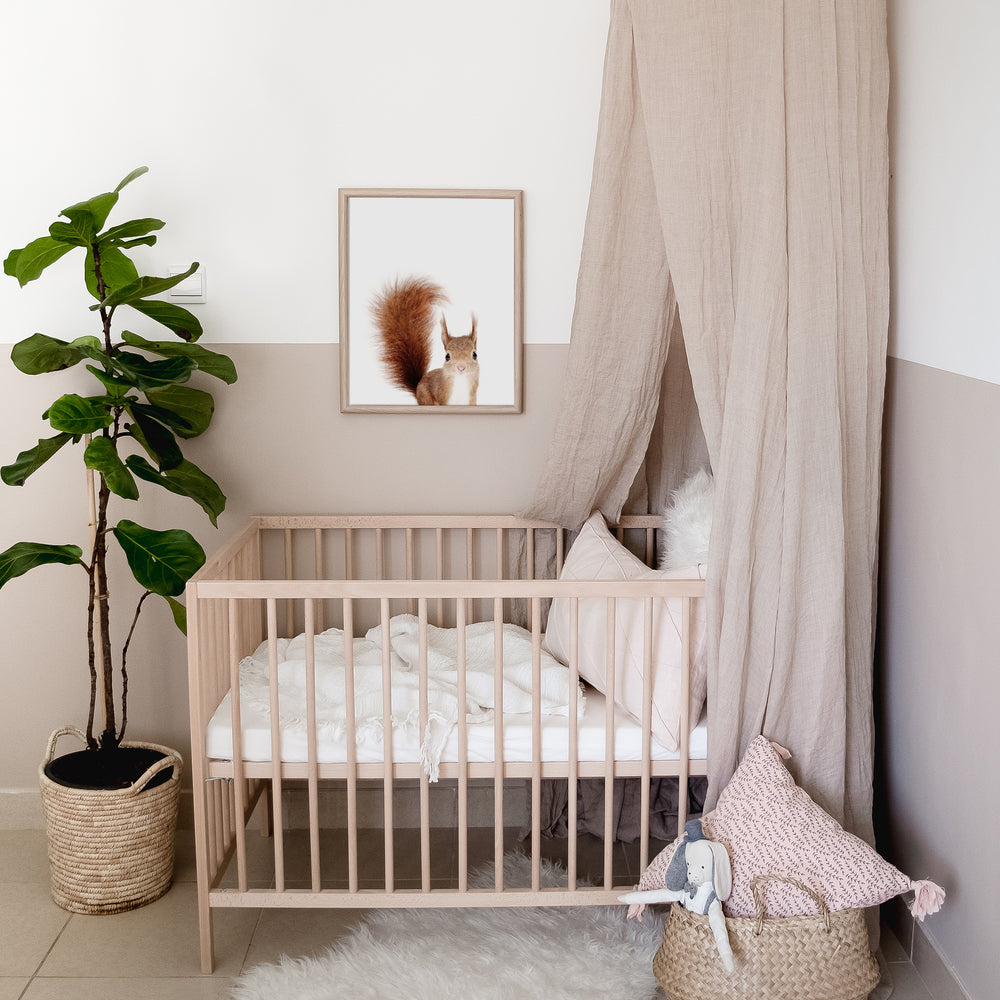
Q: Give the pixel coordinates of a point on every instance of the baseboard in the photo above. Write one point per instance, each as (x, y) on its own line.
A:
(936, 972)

* * *

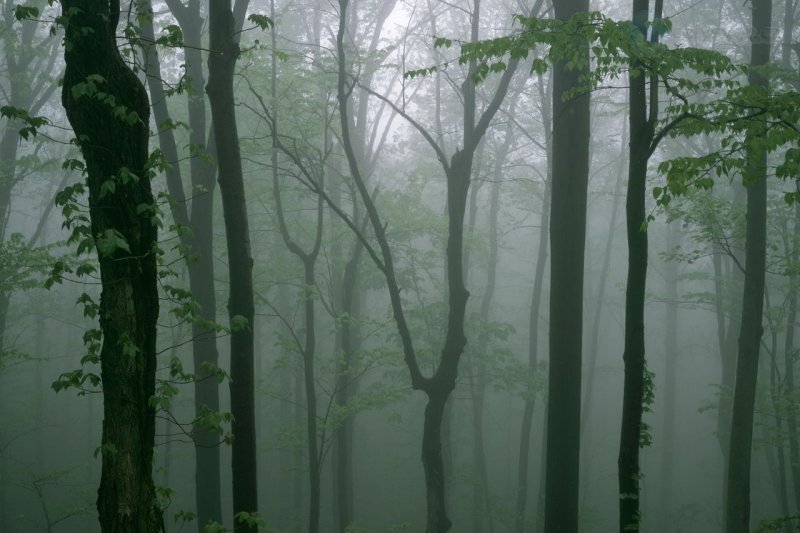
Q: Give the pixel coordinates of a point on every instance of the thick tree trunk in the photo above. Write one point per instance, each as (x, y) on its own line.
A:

Your objective —
State how many lines in the entries above contain the string "point", with case counting. Give only the number.

Finished task —
2